> [Request]
Lay out each line of the material below as a string in a JSON list, one string per line, leaving out any blank lines.

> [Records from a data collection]

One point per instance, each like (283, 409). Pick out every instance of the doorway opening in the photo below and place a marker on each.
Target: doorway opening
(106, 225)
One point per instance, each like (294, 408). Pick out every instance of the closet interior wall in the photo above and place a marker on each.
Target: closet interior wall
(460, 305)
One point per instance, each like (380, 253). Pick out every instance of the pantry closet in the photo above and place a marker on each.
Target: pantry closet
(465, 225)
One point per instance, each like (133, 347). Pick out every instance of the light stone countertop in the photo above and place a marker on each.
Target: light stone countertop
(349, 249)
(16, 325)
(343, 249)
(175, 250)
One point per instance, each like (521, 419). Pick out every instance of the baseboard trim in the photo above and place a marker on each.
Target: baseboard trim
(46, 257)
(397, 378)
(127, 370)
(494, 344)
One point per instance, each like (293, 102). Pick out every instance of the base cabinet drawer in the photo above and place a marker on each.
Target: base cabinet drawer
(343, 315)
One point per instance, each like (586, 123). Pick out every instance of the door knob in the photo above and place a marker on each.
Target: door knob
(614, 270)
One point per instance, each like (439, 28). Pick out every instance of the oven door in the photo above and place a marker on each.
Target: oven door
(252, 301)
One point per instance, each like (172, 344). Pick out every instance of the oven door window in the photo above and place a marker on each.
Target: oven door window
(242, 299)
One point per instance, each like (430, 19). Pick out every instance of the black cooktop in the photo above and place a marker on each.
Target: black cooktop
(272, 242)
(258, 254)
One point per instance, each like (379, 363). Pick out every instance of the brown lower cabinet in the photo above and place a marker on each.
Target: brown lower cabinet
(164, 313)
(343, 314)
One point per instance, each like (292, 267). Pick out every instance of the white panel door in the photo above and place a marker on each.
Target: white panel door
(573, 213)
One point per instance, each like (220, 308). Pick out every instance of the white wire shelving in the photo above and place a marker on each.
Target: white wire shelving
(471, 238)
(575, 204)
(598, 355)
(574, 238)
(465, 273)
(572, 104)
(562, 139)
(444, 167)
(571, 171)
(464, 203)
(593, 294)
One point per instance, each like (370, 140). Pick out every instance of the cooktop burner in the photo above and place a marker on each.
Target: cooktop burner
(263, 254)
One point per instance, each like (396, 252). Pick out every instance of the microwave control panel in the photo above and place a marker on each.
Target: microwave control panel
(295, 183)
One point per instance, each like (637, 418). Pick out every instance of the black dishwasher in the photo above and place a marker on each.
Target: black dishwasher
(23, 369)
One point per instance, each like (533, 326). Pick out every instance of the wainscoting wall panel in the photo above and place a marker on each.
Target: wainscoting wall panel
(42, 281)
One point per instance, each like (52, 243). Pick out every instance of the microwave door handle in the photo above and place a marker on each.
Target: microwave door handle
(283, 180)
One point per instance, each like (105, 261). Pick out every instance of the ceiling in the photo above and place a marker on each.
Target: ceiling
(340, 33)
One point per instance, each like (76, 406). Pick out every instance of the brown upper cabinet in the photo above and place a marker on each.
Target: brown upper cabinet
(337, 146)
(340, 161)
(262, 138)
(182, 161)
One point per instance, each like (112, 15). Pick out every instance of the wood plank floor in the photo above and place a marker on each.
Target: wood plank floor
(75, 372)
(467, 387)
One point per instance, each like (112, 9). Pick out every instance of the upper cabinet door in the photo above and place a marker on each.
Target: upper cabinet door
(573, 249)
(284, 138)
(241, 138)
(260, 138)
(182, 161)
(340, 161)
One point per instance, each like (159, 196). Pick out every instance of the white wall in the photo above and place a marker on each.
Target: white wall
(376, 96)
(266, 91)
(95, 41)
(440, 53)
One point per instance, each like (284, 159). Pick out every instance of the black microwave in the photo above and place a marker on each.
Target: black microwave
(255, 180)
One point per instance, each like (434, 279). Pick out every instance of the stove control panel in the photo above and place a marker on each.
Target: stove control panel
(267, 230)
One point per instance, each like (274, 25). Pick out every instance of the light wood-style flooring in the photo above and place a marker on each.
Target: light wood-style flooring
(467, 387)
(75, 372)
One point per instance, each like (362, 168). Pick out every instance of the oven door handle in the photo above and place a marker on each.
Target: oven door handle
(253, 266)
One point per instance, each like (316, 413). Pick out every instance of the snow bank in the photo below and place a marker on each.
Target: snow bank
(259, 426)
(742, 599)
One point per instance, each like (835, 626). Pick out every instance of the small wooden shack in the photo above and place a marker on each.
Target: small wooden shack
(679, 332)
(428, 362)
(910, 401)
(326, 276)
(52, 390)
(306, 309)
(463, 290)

> [Full solution]
[
  "One point per instance, each like (283, 409). Pick out every instance of the doorway opening in the photo below and place a marker on each.",
  "Target: doorway opening",
  "(106, 225)",
  "One point per instance, each like (294, 408). Pick out every instance of the closet interior wall in the photo above and place a marker on each.",
  "Target: closet interior wall",
  "(460, 305)",
  "One point per instance, each like (380, 253). Pick out every instance of the pantry closet in the photo above and place a marker on each.",
  "Target: pantry closet",
  "(465, 225)",
  "One point per instance, each like (133, 347). Pick out every instance of the light stone countertop in the photo above and place a marker on each.",
  "Target: light stone countertop",
  "(349, 249)",
  "(16, 325)",
  "(343, 249)",
  "(175, 250)",
  "One point per instance, each like (521, 419). Pick out every instance of the baseboard trim in the photo above and place a marker on each.",
  "Target: baseboard trim",
  "(46, 257)",
  "(397, 378)",
  "(127, 370)",
  "(494, 344)",
  "One point per instance, each like (293, 102). Pick out every instance of the base cabinet drawer in the photo above and place a marker on each.",
  "Target: base cabinet drawer",
  "(343, 315)",
  "One point per instance, each like (586, 123). Pick out every instance of the door knob in the photo above and place a marker on each.",
  "Target: door knob",
  "(614, 270)",
  "One point per instance, each like (439, 28). Pick out every instance of the oven door in the photo above and place a marker on each.",
  "Target: oven door",
  "(252, 301)",
  "One point per instance, each like (172, 344). Pick out every instance of the oven door window in the photo above and place a marker on each.",
  "Target: oven door window",
  "(242, 299)",
  "One point per instance, each like (430, 19). Pick out every instance of the black cooktop in the photo above and place a marker on each.",
  "Target: black cooktop",
  "(272, 242)",
  "(258, 254)",
  "One point per instance, each like (379, 363). Pick out every instance of the brown lower cabinet in the photo above and place a marker on each.",
  "Target: brown lower cabinet",
  "(164, 313)",
  "(343, 314)",
  "One point per instance, each like (292, 267). Pick out every instance of the white panel door in the photo above and place a marker on each.",
  "Target: white panel door",
  "(573, 213)",
  "One point per instance, each like (220, 308). Pick out every instance of the white wire shelving in the photo above and place a marker on each.",
  "Target: white wire shelving",
  "(471, 238)",
  "(575, 204)",
  "(598, 355)",
  "(574, 238)",
  "(465, 273)",
  "(572, 104)",
  "(562, 139)",
  "(444, 167)",
  "(571, 171)",
  "(464, 203)",
  "(593, 294)",
  "One point per instance, each like (370, 140). Pick out every instance of the cooktop burner in the photo above and place a marker on each.",
  "Target: cooktop burner",
  "(263, 254)",
  "One point per instance, each like (396, 252). Pick out every instance of the microwave control panel in the photo above and place a marker on each.",
  "Target: microwave control panel",
  "(295, 183)",
  "One point per instance, each like (637, 418). Pick out every instance of the black dishwasher in the photo above and place a marker on each.",
  "Target: black dishwasher",
  "(23, 369)",
  "One point per instance, each like (533, 326). Pick out every instance of the wainscoting wall panel in the photo above and place a marker on each.",
  "Target: wainscoting wall panel",
  "(42, 281)",
  "One point per instance, each like (52, 243). Pick out every instance of the microwave door handle in the photo above and place a marker on each.",
  "Target: microwave door handle",
  "(283, 180)",
  "One point per instance, each like (105, 261). Pick out every instance of the ceiling in the photo above and place a marker on each.",
  "Target: ceiling",
  "(340, 33)",
  "One point per instance, each like (76, 406). Pick out every instance of the brown upper cabinet in the photo above and place a marker on each.",
  "Target: brown upper cabinet",
  "(337, 146)",
  "(340, 161)",
  "(262, 138)",
  "(182, 161)",
  "One point per instance, each like (112, 15). Pick out every instance of the wood plank floor in the photo above and place a marker on each.",
  "Target: wood plank floor",
  "(75, 372)",
  "(467, 387)",
  "One point per instance, each like (112, 9). Pick out every instance of the upper cabinet door in the photo above and place a marker on each.",
  "Target: upper cabinet door",
  "(573, 249)",
  "(284, 138)",
  "(241, 138)",
  "(260, 138)",
  "(182, 161)",
  "(340, 161)",
  "One point per instance, each like (159, 196). Pick out every instance of the white wall in the photo above and place a marker on each.",
  "Target: white wall",
  "(376, 96)",
  "(266, 91)",
  "(95, 41)",
  "(440, 53)",
  "One point per instance, each like (284, 159). Pick out every instance of the black microwave in the photo above and place a marker on each.",
  "Target: black microwave",
  "(255, 180)",
  "One point per instance, each like (434, 279). Pick out every instance of the stove control panel in the photo above and place a marker on each.",
  "Target: stove control panel",
  "(267, 230)",
  "One point per instance, each like (274, 25). Pick out every instance of the light wood-style flooring in the photo above and place a marker on each.",
  "Target: light wood-style flooring",
  "(467, 387)",
  "(75, 372)",
  "One point per instance, each like (362, 168). Pick out every instance of the oven door handle in the photo above and place a marker on each.",
  "Target: oven door handle",
  "(253, 266)",
  "One point per instance, each like (316, 413). Pick out every instance of the snow bank in the photo below and place a marker on each.",
  "Target: snow bank",
  "(259, 426)",
  "(742, 599)",
  "One point per instance, each like (835, 626). Pick out every instance of the small wooden shack in the photo above and place a marker on each.",
  "Target: small wooden shack",
  "(679, 332)",
  "(428, 362)",
  "(910, 401)",
  "(326, 276)",
  "(52, 390)",
  "(306, 309)",
  "(463, 290)"
]